• [Alıştırma]:
Aşağıdaki kayak tatili yazısına göre, otele dönerken kayaklarıyla neredeyse anlatıcının üstüne çıkan adam, "korkmayın, çarpmaz" diyen kadının nesidir?

• [Alıntı]:
Ana içeriğe atla

Bende bu dağların nesine geldim...

Kaptan’ın seyir defteri...
Yıldız tarihi 2011...
‘Ne var yahu, hadi gidelim, hadi görelim, hadi yapalım, üç günlük ölümlü dünya... içimizde kalacağına anılarımızda yer alsın’ mantığı ile giriştiğimiz deneysel yaşam yolculuğumuzun bu ayki durağında bir dağa geldik.
Dağa gelen her normal insan evladı gibi, etrafımızda vahşi bir doğa, sarp kayalıklar ve soğuk bir hava beklerken, Taksim meydanı’ndan daha sıkışık bir trafik, maç varmış da az önce dağılmış tadında bir insan kalabalığı ve günlük güneşlik, yazdan kalma bir hava bulduk... Hani utanmasa ağaçlar çiçek açacak, millet şortla gezecek, şıpıdık terlik giyecek...  Bu ‘herşey var, kar ve sessizlik yok’ manzarasının fonunda nerden geldiği bilinmeyen ama nedense hiç dinmeyen cıstak, cıstak şeklinde müzikte, üç alana bir bedava mantığı ile kaderin bize hediyesi galiba...
Dağda kayak tatili dediklerinde herşeyi düşünmüştüm de, böyle bir şeyi düşünmemiştim. Ya ben iflah olmaz bir münzeviyim, sosyal olguları doğru değerlendiremiyorum, ya da burada ciddi bir planlama sorunu var... Yürüyen insanlar, otomobiller, dolmuşlar, otobüsler, teleski ile tepeye tırmananlar, tepeden aşağı hızla inenler,acemiler, ustalar,  jet-ski’lerin kar için olanları ile dolaşıp caka satanlar ve kahve içip sohbet edenler, yanyana, dipdibe ve  her daim içiçe geçme tehlikesi ile yüzyüze...
Misal, bu akşam otele dönerken bir adam kayakları ile neredeyse tepeme çıkıyordu. Yanımdaki kadın ‘korkmayın, çarpmaz’ dedi. Kayak hocası mı kendisi, diye sordum... Hayır, kocam diye cevap verdi... Adamın o kadının kocası olması, bana çarpmayacağını anlamam için yeterli kanıt demek ki... içimden ‘hanfendi siz beyfendinin performansını biliyorsunuz ama bende böyle bir veri yok, çekiniyorum hali ile’ demek geçti ama ilk günden mimlenmeyim şu dağ başında diye vazgeçtim...

• [Kayıt listesi]:
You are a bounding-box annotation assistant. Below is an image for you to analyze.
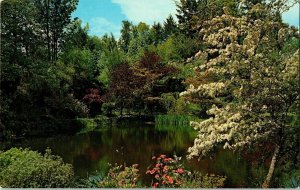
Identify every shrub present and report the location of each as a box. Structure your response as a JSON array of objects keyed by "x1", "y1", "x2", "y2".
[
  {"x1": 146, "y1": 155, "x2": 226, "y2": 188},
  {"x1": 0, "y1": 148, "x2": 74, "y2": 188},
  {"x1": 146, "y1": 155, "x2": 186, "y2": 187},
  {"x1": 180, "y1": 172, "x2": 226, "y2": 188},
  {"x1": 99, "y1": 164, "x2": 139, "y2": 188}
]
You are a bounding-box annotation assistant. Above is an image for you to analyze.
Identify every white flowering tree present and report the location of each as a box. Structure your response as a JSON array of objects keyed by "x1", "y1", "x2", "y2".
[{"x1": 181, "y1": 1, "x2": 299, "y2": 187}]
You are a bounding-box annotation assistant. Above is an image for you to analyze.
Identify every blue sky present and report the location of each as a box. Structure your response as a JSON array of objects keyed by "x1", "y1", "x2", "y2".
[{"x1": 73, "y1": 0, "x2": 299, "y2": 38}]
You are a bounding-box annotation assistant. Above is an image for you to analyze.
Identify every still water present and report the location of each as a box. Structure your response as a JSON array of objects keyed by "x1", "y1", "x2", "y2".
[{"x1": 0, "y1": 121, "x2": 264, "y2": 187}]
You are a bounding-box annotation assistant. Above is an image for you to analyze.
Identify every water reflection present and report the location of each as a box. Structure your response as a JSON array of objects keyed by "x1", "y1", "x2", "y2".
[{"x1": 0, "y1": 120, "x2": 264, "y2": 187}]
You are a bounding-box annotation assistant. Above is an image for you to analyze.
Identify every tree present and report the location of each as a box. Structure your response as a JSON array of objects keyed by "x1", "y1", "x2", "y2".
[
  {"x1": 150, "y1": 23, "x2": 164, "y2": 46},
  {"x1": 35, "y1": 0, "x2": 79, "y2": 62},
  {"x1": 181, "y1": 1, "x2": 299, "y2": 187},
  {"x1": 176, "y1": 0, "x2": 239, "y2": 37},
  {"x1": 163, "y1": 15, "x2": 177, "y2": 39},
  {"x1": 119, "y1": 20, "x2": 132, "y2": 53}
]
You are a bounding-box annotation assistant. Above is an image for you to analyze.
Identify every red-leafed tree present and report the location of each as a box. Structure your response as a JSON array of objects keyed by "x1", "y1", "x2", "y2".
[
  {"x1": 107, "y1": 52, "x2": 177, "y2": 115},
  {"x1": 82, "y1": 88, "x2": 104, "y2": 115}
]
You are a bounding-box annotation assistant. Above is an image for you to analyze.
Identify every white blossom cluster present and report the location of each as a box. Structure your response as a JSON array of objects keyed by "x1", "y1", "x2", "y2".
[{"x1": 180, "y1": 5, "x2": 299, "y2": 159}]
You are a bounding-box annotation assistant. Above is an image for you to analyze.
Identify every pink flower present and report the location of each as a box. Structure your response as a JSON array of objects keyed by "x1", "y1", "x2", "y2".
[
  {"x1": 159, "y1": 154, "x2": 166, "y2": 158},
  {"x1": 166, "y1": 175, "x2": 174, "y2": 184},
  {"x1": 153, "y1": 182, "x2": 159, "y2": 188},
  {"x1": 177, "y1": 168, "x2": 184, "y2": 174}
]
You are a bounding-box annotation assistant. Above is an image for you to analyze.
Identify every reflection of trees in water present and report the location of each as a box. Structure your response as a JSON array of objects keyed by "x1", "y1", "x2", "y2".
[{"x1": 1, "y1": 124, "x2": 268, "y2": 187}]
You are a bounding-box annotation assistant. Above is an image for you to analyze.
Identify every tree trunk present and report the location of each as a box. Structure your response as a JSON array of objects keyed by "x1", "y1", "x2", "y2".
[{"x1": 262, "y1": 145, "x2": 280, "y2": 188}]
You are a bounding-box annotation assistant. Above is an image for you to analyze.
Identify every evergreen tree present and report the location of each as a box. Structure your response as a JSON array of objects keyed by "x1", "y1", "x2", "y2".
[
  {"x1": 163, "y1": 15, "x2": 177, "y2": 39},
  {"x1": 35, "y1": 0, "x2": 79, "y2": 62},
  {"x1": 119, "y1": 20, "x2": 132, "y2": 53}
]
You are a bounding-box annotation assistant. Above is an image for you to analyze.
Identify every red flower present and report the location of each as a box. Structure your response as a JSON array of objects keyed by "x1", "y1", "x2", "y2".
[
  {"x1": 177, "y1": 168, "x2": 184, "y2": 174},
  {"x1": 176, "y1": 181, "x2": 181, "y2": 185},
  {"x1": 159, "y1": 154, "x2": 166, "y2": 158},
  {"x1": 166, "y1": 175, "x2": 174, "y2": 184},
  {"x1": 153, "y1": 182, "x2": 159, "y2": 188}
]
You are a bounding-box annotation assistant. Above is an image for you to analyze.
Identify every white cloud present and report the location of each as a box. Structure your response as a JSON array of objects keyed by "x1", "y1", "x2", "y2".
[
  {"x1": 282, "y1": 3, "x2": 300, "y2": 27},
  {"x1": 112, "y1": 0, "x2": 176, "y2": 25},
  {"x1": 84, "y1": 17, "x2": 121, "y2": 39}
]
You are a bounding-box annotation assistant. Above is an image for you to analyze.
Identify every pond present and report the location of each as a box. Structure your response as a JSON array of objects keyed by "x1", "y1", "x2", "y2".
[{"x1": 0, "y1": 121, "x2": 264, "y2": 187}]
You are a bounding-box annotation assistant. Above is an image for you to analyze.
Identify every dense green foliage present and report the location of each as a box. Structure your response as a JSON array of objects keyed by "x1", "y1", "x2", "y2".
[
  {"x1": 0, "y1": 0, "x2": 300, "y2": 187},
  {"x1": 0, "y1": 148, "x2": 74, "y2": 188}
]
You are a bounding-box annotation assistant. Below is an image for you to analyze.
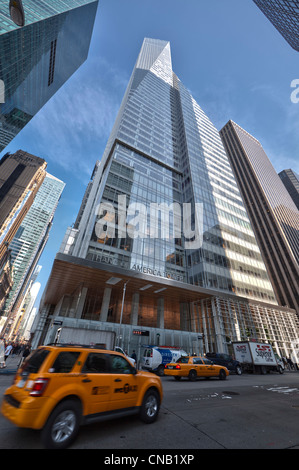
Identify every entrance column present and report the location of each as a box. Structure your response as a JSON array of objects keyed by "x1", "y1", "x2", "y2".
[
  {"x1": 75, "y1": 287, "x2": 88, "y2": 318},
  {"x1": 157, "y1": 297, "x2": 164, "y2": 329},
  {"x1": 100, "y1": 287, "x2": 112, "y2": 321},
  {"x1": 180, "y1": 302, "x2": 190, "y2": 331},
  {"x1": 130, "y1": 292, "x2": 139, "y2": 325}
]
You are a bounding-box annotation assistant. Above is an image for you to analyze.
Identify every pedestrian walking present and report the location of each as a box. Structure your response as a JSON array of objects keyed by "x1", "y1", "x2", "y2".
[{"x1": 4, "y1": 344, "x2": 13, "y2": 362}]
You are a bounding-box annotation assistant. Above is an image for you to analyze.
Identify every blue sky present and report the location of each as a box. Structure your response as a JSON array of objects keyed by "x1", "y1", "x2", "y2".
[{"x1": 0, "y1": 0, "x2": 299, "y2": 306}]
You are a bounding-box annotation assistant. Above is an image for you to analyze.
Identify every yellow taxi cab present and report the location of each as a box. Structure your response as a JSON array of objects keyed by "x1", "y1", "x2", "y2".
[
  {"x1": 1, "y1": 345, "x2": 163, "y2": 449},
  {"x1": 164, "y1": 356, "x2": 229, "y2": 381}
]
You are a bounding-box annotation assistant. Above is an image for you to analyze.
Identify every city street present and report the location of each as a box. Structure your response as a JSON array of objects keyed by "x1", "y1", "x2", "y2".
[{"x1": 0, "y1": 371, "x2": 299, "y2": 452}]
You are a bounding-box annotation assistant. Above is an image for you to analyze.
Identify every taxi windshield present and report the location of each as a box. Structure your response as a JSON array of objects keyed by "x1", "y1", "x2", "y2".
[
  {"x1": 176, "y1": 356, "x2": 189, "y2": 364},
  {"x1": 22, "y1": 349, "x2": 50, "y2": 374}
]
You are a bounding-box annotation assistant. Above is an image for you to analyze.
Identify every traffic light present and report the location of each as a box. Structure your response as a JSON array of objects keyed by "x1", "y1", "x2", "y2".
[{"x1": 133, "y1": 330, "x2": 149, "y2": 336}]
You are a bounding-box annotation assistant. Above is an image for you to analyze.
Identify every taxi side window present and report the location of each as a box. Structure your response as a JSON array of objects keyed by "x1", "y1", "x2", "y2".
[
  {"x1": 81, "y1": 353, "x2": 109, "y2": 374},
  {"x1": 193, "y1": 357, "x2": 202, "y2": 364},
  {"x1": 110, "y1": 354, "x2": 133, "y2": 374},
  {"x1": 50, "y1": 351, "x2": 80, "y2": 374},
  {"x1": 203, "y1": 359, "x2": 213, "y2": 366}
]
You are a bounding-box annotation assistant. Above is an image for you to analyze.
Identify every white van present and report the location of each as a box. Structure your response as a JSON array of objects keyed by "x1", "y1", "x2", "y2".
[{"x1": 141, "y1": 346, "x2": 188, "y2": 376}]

• [Alıştırmanın çözümü]:
Adam, o kadının kocasıdır.